__The request__. Could you quote, exactly as they stand, the lines running from the one with "Target: ceiling" to the final line of the material?

## Begin Extracted information

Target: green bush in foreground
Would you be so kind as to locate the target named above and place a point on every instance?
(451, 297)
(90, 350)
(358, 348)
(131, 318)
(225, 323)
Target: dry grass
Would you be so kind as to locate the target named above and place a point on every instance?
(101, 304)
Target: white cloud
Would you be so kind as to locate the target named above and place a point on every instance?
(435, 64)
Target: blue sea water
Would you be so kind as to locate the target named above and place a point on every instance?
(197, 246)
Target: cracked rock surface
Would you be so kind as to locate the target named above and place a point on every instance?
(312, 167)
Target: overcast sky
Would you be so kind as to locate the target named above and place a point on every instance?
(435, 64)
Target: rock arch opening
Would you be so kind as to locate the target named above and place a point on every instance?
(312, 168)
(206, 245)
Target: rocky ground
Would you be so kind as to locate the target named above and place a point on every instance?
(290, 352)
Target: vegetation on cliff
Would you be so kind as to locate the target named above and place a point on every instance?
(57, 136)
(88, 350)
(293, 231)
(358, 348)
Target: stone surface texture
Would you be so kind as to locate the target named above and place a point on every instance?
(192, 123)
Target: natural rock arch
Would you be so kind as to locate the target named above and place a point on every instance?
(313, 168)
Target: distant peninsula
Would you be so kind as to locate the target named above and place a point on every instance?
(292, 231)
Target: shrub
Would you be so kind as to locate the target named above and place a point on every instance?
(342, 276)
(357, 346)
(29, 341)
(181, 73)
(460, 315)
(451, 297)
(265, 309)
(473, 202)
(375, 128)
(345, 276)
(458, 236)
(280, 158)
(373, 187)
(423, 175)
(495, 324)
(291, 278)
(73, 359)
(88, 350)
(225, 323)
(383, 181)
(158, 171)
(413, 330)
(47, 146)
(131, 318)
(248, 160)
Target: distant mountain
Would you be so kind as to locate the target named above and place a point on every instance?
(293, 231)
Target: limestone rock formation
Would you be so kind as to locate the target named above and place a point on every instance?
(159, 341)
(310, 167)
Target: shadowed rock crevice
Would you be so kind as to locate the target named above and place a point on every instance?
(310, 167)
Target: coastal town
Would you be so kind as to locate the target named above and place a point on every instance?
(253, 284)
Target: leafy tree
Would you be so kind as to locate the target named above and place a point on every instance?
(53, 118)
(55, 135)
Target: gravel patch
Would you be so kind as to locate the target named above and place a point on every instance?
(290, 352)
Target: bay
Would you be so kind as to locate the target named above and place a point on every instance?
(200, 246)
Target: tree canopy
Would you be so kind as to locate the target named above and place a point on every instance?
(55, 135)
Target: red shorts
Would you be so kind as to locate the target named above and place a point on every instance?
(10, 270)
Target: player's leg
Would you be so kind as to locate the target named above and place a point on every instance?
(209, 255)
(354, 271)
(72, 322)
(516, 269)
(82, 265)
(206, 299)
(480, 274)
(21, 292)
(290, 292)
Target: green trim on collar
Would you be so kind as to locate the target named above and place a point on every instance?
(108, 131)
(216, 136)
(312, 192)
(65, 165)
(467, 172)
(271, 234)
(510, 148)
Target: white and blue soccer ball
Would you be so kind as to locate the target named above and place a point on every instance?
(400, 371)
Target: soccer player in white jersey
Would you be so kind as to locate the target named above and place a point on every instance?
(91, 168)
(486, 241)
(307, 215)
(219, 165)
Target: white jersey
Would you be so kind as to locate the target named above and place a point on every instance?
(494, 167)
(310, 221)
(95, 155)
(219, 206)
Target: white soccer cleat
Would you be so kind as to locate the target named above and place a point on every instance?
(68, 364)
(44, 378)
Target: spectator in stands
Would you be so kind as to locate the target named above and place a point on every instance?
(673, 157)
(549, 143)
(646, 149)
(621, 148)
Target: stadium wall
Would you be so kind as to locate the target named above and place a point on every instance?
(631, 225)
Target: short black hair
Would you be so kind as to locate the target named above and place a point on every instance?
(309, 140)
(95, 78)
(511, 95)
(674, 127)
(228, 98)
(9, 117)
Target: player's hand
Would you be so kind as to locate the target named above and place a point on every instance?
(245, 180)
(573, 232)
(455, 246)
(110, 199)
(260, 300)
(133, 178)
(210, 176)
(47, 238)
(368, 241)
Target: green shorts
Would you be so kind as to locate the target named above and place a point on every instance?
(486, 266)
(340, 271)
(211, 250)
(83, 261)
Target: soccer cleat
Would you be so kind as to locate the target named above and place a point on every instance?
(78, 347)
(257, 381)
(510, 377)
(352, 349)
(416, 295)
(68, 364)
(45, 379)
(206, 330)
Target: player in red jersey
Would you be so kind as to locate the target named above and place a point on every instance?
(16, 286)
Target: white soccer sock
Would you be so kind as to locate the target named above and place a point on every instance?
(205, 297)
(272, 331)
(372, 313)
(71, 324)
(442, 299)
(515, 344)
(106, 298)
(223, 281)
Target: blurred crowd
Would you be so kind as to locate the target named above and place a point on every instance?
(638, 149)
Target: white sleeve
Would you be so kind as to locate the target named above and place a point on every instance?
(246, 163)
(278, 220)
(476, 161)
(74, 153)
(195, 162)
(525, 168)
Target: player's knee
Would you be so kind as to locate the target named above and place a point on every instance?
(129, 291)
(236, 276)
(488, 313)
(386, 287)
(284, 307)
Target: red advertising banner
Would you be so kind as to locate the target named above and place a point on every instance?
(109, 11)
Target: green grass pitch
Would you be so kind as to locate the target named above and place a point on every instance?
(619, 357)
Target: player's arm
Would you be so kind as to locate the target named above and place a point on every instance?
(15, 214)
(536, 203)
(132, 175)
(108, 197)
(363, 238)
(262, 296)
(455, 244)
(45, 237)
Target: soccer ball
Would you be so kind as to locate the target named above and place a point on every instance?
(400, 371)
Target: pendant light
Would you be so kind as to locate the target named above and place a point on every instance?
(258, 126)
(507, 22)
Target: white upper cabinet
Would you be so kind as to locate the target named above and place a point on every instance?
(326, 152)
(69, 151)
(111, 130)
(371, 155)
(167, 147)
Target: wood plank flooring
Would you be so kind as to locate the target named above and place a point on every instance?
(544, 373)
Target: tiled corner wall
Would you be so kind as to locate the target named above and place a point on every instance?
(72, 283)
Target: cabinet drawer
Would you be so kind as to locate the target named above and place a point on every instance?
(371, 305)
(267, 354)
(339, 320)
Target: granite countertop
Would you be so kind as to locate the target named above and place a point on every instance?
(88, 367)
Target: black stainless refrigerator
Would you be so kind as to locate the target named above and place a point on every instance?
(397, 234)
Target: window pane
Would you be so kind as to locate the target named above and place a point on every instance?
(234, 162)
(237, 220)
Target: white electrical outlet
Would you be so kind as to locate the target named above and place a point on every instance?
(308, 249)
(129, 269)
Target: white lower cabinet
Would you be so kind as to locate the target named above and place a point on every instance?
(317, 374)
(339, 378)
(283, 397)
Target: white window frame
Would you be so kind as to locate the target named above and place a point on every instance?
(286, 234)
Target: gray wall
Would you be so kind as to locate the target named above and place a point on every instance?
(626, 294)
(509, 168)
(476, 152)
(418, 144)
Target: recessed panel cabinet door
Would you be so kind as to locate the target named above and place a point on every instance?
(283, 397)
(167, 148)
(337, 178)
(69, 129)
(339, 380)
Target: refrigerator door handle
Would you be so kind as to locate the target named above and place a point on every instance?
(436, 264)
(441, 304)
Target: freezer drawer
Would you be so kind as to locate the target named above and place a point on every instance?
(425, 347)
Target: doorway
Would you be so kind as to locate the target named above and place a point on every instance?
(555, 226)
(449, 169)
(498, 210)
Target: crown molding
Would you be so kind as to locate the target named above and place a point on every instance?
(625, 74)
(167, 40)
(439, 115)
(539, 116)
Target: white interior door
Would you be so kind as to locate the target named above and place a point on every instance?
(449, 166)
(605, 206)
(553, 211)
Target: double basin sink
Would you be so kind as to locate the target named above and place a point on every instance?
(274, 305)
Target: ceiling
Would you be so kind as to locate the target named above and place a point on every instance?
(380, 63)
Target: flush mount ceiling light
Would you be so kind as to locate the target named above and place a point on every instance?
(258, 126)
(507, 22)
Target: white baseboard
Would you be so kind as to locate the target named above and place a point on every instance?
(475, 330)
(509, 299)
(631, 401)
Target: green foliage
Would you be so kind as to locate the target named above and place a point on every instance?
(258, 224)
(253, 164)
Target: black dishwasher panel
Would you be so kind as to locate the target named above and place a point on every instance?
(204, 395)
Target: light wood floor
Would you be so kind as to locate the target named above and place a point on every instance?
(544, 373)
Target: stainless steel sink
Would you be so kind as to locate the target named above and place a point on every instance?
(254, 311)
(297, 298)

## End Extracted information

__Response for this exercise__.
Target: ceiling
Would you be so kind as to locate the target named above and place a point on every instance?
(380, 63)
Target: flush mount ceiling light
Would you be so kind as to locate the target named above and place a point on every instance?
(258, 126)
(507, 22)
Target: white baseboard
Would you be so kind as to locate the target named above and place a point on every instance?
(475, 330)
(509, 299)
(631, 401)
Target: green foliage
Would you be so kind as to locate the target named above and place a point on every instance?
(258, 224)
(253, 164)
Target: black dishwasher panel
Would you be so kind as to locate the target named above and place a point on every instance?
(204, 395)
Target: light wood floor
Would you be so kind as to locate the target named above and place a point on every instance?
(544, 373)
Target: stainless steel sink
Would you be so kind as to locate the target named above and place a point on every instance?
(254, 311)
(297, 298)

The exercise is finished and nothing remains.